Page excerpt
====

The first element pp.sub.2 has no data to be located on the second and third bit positions and the first element pp.sub.3 has no data to be located on the second to fifth bit positions. On the other hand, the second elements pc.sub.1 and pc.sub.2 are located on the second and fourth bit positions, respectively. Accordingly, the second element pc.sub.1 and "0" are given to the inputs A and B of the 4-input 2-output adder 200 on the second bit respectively, "0" is given to the inputs A and B of the 4-input 2-output adder 200 on the third bit, the second element pc.sub.2 is given to the input A of the 4-input 2-output adder 200 on the fourth bit and "0" is given to the input A of the 4-input 2-output adder 200 on the fifth bit.
According to the first and second principles, only three extended 4-input 2-output adders 100 are needed for the thirtieth to thirty-second bits and the regular 4-input 2-output adders 200 are located on the thirty-third and thirty-fourth bits. However, as shown in FIG. 3A, the inverted value of the first element pp.sub.0 <32>, instead of the first element pp.sub.0 <32>, is inputted to the input D of the extended 4-input 2-output adder 100 on the thirty-second bit, the inverted value of the first element pp.sub.0 <32>, instead of "0", is inputted to the input D of the extended 4-input 2-output adder 100 on the thirty-third bit, the first element pp.sub.0 <32>, instead of "0", is inputted to the input D of the extended 4-input 2-output adder 100 on the thirty-fourth bit, and "1", instead of "0", is given to the input C of the 4-input 2-output adder 200 on the thirty-fifth bit.
Thus, change of summand in the arithmetic operation of signed numbers in the two's complement representation is well-known technique, termed "one-addition technique" (not discussed in detail herein), for simple signed-bit extension. Since this technique is generally used, the extended 4-input 2-output adders 100 more than required according to the first and second principles by a prescribed number are needed in higher bit (complement to the first and second principles) in the first preferred embodiment. The prescribed number depends on how many orders are used in the Booth algorithm to generate the partial products, and is herein two.
The two first elements pp.sub.2 <35> and pp.sub.3 <35> are inputted in the thirty-fifth bit and further "1" which is needed according to the one-addition technique and the first carry-out Co1 on the thirty-fourth bit are inputted therein. Therefore, for the thirty-fifth bit, the regular 4-input 2-output adder 200 may be used since it only has to add these four inputs. It is natural that the regular 4-input 2-output adder 200 may be used also for the thirty-sixth bit since the carry-out Co from the 4-input 2-output adder 200 on the thirty-fifth bit is inputted as the carry-in Ci and the first elements pp.sub.0 and pp.sub.1 are not inputted in the thirty-sixth bit.

====

Material

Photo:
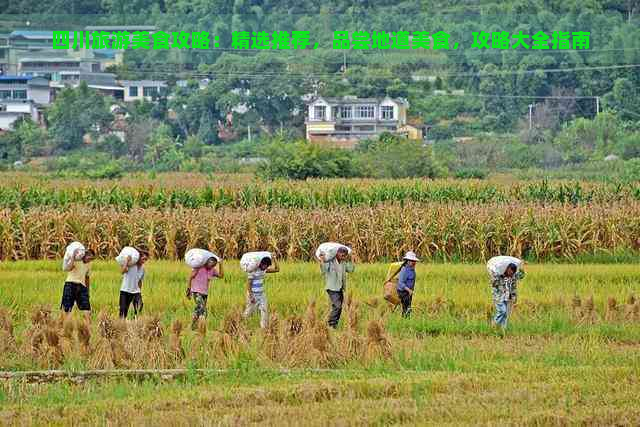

====

Set tasks
a: Update the adder excerpt from "The two first" up to and including "the thirty-sixth bit.", replacing "one-addition technique" with "one-addition method".
b: In the adder excerpt, what determines the prescribed number of additional extended 4-input 2-output adders, and what is that number?

Answers to each task
a:
The two first elements pp.sub.2 <35> and pp.sub.3 <35> are inputted in the thirty-fifth bit and further "1" which is needed according to the one-addition method and the first carry-out Co1 on the thirty-fourth bit are inputted therein. Therefore, for the thirty-fifth bit, the regular 4-input 2-output adder 200 may be used since it only has to add these four inputs. It is natural that the regular 4-input 2-output adder 200 may be used also for the thirty-sixth bit since the carry-out Co from the 4-input 2-output adder 200 on the thirty-fifth bit is inputted as the carry-in Ci and the first elements pp.sub.0 and pp.sub.1 are not inputted in the thirty-sixth bit.

b: It depends on how many orders are used in the Booth algorithm to generate the partial products, and here it is two.